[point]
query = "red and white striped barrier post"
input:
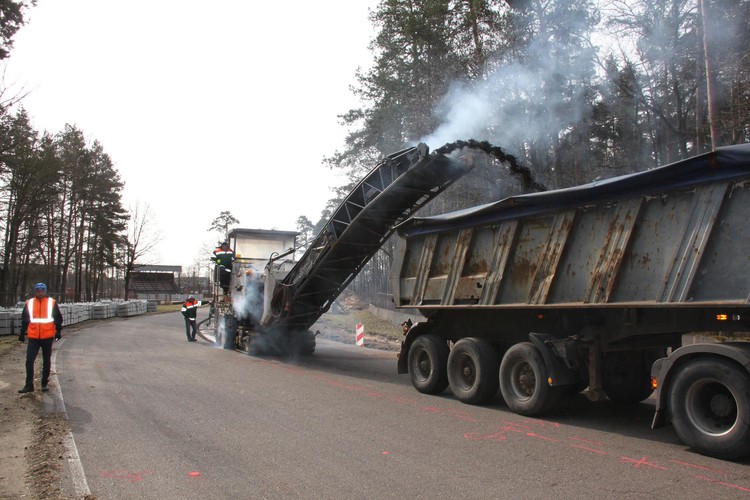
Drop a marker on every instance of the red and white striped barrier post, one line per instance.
(360, 334)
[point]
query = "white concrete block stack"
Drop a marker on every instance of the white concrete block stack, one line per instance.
(131, 308)
(72, 313)
(6, 322)
(103, 310)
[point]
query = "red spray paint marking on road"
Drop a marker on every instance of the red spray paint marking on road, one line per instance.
(524, 428)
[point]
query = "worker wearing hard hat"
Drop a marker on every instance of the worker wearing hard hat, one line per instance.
(41, 323)
(190, 312)
(224, 256)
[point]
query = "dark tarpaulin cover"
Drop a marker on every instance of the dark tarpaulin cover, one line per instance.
(726, 163)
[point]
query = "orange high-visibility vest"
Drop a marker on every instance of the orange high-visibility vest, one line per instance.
(41, 321)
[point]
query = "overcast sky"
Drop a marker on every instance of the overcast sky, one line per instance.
(203, 107)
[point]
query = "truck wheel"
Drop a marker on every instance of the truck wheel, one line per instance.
(472, 370)
(523, 381)
(428, 364)
(626, 375)
(709, 403)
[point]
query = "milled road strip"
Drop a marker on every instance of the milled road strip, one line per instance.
(57, 404)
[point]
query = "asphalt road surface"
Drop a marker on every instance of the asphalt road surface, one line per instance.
(155, 416)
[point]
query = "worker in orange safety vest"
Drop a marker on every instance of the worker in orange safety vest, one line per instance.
(41, 322)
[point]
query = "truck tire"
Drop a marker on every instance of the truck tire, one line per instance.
(626, 375)
(523, 381)
(709, 404)
(472, 371)
(428, 364)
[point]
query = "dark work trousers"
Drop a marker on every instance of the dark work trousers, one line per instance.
(190, 329)
(31, 351)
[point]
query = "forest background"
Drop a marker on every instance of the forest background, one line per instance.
(576, 90)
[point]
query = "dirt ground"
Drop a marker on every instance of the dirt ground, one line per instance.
(32, 441)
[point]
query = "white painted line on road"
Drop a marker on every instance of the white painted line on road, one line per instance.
(78, 476)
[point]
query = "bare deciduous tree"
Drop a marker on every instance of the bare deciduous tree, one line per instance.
(141, 239)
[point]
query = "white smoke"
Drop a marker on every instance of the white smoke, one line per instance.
(514, 105)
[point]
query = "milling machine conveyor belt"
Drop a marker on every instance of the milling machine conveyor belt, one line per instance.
(396, 188)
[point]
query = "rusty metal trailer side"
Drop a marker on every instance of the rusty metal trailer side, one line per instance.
(586, 286)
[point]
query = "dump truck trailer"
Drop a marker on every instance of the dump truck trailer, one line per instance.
(593, 287)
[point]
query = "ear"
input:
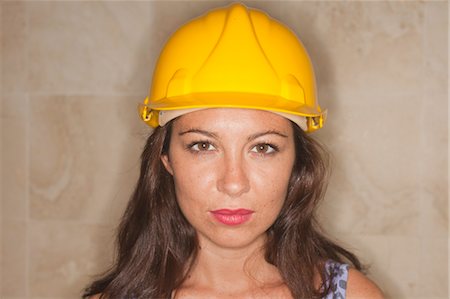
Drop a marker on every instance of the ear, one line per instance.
(166, 162)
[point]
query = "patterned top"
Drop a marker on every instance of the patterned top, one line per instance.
(339, 282)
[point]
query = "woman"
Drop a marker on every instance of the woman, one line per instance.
(224, 206)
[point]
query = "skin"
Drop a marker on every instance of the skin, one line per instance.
(231, 158)
(236, 158)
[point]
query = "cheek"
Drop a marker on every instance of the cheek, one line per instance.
(192, 183)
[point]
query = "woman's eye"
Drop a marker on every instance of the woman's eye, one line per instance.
(264, 148)
(201, 146)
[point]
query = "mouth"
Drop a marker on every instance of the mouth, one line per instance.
(232, 217)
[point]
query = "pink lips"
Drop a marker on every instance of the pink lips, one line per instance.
(232, 217)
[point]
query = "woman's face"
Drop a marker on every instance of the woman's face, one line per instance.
(231, 169)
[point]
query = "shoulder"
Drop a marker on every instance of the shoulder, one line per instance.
(359, 286)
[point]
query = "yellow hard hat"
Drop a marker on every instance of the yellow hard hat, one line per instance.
(234, 57)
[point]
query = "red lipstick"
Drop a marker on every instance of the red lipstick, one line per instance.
(232, 217)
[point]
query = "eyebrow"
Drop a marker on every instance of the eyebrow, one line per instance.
(250, 138)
——————————
Every entry must be transcribed exactly. Pictures do not belong in the copy.

Output below ->
[point]
query = "red and white striped barrier post"
input:
Drop a marker on every instance of the red and white striped barrier post, one line per instance.
(360, 334)
[point]
query = "white concrete block stack"
Drop a marker on every instance of the white concrete block stack, one line per instance.
(131, 308)
(72, 313)
(6, 322)
(103, 310)
[point]
query = "red spray paint marking on road"
Drop a marker on every instance of the red spray paint marking on road, one line per instance.
(524, 428)
[point]
query = "worker wearing hard hat"
Drop a marker on every instance of the worker wearing hard hat, one line per instance.
(41, 323)
(190, 312)
(224, 256)
[point]
query = "dark tarpaulin cover"
Drop a marker on every instance of the dark tarpaulin cover, one line per instance.
(726, 163)
[point]
query = "orange high-visibility vest"
Drop a marker on every instance of the orange high-visibility vest, one line per instance.
(41, 321)
[point]
query = "overcast sky"
Drop a marker on every instance of the overcast sky, one line per instance.
(203, 107)
[point]
query = "truck wheel"
Drop a marker on every instance of the truck wheel, one line per instance.
(472, 370)
(523, 381)
(428, 364)
(626, 375)
(709, 403)
[point]
query = "milled road strip"
Drop a marker on every instance of the milled road strip, one line per instance.
(57, 404)
[point]
query = "asphalt road surface"
Drop a marker on every instance of the asphalt road surface, one line per instance.
(155, 416)
[point]
query = "worker in orange safety vest"
Drop a marker on every instance of the worker in orange safety vest, one line per instance.
(41, 322)
[point]
query = "truck tire"
Drop a marker on every instance of the truck tire, one line per instance.
(626, 375)
(523, 381)
(709, 404)
(472, 371)
(428, 364)
[point]
query = "dark work trousers"
Drop a marker on every instance of the dark work trousers, one line per instance.
(190, 329)
(31, 351)
[point]
query = "forest background"
Drop a marker on every instance of the forest background, one line per instance.
(576, 90)
[point]
query = "dirt ground"
Drop a marker on every instance of the dirt ground, one line per instance.
(32, 441)
[point]
query = "white painted line on road"
Drop a marker on every instance of the white painted line on road, one line per instance.
(78, 476)
[point]
query = "bare deciduous tree"
Drop a marker on every instance of the bare deciduous tree, one line per instance.
(141, 239)
[point]
query = "white smoke"
Drop a marker on every instance of the white smoke, one line per instance.
(514, 105)
[point]
query = "milling machine conveyor belt"
Drop a marker on every instance of the milling machine conveyor belt, one line per instance.
(396, 188)
[point]
query = "rusty metal trailer side"
Drop a marker on every instance of the rusty metal trailer side, one line per instance.
(586, 286)
[point]
query = "dump truck trailer"
Drop a marker on every instance of the dump truck trailer, one line per instance.
(593, 287)
[point]
query = "ear"
input:
Drop a marker on every instance of the ear, one line per instance.
(166, 162)
[point]
query = "patterned top"
Drop a marker on every instance of the patterned top, one line per instance.
(339, 282)
[point]
query = "woman"
Drop a marker on every instance of the woman, one line per instance.
(224, 206)
[point]
query = "skin"
Drop a marker on every instance of the skin, one line per instance.
(231, 158)
(236, 158)
[point]
query = "cheek"
Drop a marker on every instance of the cheek, one line per instance.
(192, 183)
[point]
query = "woman's eye"
Drop a marker on every instance of the woman's eye, one line per instance.
(264, 148)
(201, 146)
[point]
query = "mouth"
Drop a marker on every instance of the mouth, one line per instance.
(232, 217)
[point]
query = "pink lips"
Drop a marker on every instance of the pink lips, one line per instance.
(232, 217)
[point]
query = "woman's face"
Drop a marker on every instance of the woman's face, one line per instance.
(231, 169)
[point]
query = "shoulder"
Drop a marker on every instance of the shoulder, one line per instance.
(359, 286)
[point]
query = "yellow hard hat"
Drop a marker on every instance of the yellow hard hat, one line per instance.
(234, 57)
[point]
query = "red lipstick"
Drop a marker on every instance of the red lipstick, one line per instance.
(232, 217)
[point]
query = "eyebrow"
Drop a marker on every instance of the eyebrow, one line per instance.
(250, 138)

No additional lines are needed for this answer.